• **Exercise aim**
Write out exactly the lines below that run from the line containing "Where can the jacket sleeve" through the last line of the records.

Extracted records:
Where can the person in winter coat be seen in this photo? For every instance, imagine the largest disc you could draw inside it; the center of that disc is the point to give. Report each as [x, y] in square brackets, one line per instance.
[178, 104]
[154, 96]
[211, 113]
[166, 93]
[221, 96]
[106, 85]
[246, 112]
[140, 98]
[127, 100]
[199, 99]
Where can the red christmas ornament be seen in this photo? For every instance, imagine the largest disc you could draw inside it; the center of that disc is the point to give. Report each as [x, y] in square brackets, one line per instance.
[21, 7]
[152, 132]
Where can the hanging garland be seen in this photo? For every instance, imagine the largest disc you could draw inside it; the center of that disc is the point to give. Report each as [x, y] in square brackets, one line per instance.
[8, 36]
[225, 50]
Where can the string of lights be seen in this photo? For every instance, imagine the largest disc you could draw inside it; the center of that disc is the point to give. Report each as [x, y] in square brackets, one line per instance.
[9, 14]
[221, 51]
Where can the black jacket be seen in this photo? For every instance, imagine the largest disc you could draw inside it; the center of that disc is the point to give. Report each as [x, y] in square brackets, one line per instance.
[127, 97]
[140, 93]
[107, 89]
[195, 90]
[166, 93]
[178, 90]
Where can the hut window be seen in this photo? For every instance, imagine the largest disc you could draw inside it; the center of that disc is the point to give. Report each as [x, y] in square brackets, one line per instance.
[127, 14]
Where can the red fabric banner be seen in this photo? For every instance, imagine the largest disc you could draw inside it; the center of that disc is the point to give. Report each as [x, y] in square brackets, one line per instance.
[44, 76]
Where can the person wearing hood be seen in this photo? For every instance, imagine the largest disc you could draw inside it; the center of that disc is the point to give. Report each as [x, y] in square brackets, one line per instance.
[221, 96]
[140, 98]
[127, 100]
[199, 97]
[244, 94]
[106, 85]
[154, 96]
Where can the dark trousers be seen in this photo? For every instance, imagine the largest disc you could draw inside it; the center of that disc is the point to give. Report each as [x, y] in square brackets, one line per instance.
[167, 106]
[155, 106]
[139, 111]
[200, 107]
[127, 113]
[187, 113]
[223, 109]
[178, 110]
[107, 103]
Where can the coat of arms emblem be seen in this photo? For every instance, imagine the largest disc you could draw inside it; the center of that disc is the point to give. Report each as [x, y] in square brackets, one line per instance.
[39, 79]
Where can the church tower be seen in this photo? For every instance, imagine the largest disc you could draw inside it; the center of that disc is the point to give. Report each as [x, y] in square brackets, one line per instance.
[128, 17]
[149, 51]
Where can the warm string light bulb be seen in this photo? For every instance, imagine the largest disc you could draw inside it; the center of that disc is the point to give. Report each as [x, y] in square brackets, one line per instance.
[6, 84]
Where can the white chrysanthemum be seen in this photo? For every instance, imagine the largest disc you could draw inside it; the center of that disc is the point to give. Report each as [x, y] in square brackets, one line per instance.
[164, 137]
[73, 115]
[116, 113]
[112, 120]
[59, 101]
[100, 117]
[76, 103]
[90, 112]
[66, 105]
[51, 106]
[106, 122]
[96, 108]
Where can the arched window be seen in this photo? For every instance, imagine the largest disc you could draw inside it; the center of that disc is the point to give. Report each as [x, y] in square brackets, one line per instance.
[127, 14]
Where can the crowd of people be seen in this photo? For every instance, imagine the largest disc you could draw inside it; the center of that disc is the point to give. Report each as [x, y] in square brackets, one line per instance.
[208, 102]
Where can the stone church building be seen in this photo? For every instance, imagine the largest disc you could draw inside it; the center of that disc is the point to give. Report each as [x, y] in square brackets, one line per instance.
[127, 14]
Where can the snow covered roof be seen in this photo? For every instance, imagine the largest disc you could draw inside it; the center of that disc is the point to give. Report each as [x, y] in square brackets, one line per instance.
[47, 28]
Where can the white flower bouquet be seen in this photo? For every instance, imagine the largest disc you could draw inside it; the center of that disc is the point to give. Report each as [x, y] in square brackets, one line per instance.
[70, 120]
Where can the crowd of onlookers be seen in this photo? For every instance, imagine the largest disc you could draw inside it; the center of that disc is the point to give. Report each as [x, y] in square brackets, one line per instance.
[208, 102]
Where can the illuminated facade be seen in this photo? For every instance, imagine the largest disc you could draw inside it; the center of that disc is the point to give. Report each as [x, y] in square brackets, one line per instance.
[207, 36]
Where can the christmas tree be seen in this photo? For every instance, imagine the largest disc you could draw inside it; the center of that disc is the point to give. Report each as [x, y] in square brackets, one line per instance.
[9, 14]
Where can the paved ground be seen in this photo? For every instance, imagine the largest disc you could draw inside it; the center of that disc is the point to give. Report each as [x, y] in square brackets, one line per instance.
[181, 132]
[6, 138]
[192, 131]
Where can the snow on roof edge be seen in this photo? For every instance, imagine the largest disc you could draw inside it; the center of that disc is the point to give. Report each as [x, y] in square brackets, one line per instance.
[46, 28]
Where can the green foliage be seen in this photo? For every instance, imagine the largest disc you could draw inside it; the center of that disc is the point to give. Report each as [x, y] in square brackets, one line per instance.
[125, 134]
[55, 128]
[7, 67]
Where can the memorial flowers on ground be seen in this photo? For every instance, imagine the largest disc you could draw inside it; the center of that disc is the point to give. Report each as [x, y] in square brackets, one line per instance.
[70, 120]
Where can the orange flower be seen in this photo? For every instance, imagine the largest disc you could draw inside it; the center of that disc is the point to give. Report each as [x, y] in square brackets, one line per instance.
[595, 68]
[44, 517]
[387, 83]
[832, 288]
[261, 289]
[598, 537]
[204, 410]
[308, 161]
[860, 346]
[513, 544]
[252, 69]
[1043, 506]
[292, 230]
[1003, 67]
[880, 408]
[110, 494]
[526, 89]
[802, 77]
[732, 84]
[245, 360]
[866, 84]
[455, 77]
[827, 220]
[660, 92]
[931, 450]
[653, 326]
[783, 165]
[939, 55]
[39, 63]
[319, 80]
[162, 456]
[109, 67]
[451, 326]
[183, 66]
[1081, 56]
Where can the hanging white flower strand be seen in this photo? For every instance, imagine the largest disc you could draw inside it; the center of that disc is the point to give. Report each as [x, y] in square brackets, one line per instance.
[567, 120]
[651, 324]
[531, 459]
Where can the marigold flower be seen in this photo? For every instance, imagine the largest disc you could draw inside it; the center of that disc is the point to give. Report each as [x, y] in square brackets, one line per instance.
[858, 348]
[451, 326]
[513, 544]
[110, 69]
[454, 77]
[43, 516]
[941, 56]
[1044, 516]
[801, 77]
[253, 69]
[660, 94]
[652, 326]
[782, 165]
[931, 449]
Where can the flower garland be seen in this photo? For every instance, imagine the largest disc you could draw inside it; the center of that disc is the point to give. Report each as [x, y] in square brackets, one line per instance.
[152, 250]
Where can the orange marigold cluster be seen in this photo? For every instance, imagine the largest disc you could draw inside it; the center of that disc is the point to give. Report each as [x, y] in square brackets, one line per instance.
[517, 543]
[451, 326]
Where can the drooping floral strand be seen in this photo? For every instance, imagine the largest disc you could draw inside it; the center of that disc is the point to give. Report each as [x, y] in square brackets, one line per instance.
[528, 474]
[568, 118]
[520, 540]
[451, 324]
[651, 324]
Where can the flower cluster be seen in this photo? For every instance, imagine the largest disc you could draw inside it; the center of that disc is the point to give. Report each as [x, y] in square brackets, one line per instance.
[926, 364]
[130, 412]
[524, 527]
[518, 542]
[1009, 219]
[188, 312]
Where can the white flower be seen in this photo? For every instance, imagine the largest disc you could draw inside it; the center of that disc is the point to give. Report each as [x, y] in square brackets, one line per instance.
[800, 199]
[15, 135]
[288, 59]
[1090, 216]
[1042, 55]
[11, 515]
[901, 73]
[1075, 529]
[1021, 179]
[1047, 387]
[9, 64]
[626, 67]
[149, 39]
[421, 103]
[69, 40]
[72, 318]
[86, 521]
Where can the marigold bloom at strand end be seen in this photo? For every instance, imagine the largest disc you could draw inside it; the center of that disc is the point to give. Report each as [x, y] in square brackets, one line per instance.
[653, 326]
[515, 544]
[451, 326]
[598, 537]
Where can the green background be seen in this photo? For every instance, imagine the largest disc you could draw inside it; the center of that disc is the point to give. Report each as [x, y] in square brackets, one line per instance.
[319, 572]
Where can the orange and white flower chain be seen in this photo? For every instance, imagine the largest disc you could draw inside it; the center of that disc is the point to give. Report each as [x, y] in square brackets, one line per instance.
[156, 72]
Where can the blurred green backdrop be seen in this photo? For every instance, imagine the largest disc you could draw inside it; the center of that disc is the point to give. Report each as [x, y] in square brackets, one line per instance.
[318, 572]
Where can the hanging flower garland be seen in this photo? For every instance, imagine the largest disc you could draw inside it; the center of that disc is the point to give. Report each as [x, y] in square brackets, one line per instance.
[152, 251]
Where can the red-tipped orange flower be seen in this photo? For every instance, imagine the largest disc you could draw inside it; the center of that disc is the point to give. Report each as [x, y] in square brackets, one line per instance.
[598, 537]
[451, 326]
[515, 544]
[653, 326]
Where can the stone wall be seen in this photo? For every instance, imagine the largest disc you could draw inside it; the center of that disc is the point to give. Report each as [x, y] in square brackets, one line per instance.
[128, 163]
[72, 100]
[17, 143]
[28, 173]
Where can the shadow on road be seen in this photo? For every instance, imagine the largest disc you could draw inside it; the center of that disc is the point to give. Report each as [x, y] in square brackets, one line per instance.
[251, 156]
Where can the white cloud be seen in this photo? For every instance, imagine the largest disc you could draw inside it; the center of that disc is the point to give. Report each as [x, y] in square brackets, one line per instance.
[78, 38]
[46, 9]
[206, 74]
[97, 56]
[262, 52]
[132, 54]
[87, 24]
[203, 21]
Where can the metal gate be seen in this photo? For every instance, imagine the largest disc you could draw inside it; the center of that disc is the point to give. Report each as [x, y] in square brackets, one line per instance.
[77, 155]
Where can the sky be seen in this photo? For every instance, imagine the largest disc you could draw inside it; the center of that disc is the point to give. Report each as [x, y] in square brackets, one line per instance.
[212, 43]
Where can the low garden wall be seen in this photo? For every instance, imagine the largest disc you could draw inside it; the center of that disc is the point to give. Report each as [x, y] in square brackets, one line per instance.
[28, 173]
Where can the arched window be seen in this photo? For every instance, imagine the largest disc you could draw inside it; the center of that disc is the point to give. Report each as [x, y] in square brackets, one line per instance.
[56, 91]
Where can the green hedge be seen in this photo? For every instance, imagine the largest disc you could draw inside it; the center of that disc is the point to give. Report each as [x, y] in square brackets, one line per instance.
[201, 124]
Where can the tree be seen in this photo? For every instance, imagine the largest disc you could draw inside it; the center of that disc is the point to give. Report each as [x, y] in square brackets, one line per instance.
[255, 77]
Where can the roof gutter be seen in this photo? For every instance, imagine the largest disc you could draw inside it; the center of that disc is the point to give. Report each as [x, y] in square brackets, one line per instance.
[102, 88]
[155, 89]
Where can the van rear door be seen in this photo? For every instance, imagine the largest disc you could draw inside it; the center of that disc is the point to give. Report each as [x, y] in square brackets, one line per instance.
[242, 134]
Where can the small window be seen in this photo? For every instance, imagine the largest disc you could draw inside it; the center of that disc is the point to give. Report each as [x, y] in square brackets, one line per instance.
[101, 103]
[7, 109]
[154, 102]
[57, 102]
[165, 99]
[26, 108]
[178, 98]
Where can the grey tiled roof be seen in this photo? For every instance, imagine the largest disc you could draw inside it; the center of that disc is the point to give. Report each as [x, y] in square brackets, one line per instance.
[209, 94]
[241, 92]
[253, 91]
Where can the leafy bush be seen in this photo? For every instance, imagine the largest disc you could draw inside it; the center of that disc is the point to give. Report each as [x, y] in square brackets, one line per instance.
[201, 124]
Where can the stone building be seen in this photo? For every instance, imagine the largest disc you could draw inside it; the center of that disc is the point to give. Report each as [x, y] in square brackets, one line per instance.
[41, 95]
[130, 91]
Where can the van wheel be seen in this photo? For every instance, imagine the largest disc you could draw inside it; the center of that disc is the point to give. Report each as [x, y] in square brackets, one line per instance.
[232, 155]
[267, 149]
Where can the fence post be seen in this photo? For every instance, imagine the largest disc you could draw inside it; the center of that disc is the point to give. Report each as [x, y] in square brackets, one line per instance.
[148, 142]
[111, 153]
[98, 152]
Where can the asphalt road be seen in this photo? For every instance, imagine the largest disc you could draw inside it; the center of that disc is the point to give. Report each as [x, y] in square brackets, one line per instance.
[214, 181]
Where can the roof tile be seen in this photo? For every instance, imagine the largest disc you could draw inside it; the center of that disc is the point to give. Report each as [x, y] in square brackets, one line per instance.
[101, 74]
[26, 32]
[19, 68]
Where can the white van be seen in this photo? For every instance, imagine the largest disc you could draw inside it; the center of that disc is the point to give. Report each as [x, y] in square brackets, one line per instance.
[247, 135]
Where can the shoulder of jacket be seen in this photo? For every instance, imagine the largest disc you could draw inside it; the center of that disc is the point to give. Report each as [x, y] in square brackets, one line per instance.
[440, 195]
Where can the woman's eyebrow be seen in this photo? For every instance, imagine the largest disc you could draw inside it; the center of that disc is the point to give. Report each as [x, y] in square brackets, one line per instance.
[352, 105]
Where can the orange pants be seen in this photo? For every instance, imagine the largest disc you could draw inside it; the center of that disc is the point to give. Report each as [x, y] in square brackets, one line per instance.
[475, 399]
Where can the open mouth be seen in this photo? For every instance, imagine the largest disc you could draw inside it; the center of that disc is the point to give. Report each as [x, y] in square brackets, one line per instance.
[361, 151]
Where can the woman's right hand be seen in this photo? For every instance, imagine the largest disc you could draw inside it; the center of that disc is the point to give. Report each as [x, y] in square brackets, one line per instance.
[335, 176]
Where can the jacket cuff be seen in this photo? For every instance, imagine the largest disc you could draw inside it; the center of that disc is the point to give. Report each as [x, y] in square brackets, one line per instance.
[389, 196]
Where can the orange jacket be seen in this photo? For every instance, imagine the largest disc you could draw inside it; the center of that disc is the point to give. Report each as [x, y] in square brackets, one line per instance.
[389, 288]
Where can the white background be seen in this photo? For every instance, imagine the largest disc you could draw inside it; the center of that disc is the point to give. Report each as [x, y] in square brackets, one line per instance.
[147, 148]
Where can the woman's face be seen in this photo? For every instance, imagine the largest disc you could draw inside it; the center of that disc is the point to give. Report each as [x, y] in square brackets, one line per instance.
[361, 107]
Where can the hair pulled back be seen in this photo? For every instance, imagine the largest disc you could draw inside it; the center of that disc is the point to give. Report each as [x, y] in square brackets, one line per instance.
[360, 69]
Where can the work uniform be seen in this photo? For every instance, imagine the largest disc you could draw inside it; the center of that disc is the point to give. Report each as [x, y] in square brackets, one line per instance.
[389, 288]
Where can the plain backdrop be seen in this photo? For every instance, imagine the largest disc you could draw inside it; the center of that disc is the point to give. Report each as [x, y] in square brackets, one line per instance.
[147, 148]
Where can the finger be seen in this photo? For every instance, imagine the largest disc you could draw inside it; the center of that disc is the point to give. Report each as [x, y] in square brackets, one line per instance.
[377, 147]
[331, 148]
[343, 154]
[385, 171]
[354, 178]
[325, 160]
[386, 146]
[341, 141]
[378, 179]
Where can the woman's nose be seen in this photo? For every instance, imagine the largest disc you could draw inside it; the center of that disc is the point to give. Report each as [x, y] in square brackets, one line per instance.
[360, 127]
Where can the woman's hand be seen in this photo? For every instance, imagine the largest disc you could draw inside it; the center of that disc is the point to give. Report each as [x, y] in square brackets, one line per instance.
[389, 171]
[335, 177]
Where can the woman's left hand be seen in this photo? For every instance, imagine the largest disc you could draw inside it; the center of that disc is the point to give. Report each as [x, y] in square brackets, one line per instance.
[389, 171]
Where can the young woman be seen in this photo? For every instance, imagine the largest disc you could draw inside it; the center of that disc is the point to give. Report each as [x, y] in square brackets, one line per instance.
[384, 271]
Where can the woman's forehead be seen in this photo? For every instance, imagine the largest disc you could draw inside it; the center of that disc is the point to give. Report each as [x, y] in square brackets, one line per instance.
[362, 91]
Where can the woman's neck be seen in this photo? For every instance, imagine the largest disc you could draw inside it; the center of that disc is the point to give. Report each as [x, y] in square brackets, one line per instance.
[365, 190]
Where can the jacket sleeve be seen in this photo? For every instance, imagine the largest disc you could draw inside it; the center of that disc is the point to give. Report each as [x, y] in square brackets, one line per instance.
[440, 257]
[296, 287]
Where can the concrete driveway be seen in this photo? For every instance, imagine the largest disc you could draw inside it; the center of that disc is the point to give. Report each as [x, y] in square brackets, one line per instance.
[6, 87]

• **Finished answer**
Where can the jacket sleeve be seen in this photo? For every instance, imagine the largest disc you could draw inside it; the center of that disc is the point to give. Report each as [x, y] in square brackets, one line per instance.
[440, 257]
[296, 287]
Where can the concrete driveway be seen in this photo? For every instance, imagine the largest disc you could draw inside it; the center of that disc is the point to give. Report each as [x, y] in square brackets, one line per instance.
[6, 87]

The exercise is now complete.